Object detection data
════════════════════

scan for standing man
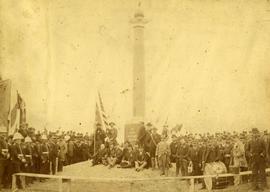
[107,122,118,144]
[150,127,161,170]
[247,128,268,190]
[49,135,59,175]
[176,138,189,176]
[94,123,106,152]
[170,135,179,176]
[156,135,171,176]
[40,135,50,176]
[58,136,67,172]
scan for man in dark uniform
[94,123,106,152]
[92,144,109,166]
[149,127,161,170]
[134,147,149,172]
[106,122,118,144]
[176,138,189,176]
[0,136,9,191]
[170,135,179,176]
[40,135,50,176]
[22,136,33,185]
[48,135,59,175]
[247,128,267,190]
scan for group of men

════════════════════

### Aim of the task
Rewrite the records with every "scan for" changed to "locate" and everything else kept the same. Omit the pictures from your answer.

### Correct result
locate standing man
[107,122,118,144]
[150,127,161,170]
[247,128,268,190]
[49,135,59,175]
[176,138,189,176]
[94,123,106,152]
[170,135,179,176]
[156,135,171,176]
[40,135,50,176]
[58,136,67,172]
locate man in dark uniform
[94,123,106,152]
[92,144,109,166]
[149,127,161,170]
[134,147,149,172]
[106,122,118,144]
[176,138,189,176]
[0,136,9,191]
[170,135,179,176]
[40,135,50,176]
[22,136,33,185]
[48,135,59,175]
[247,128,267,190]
locate group of men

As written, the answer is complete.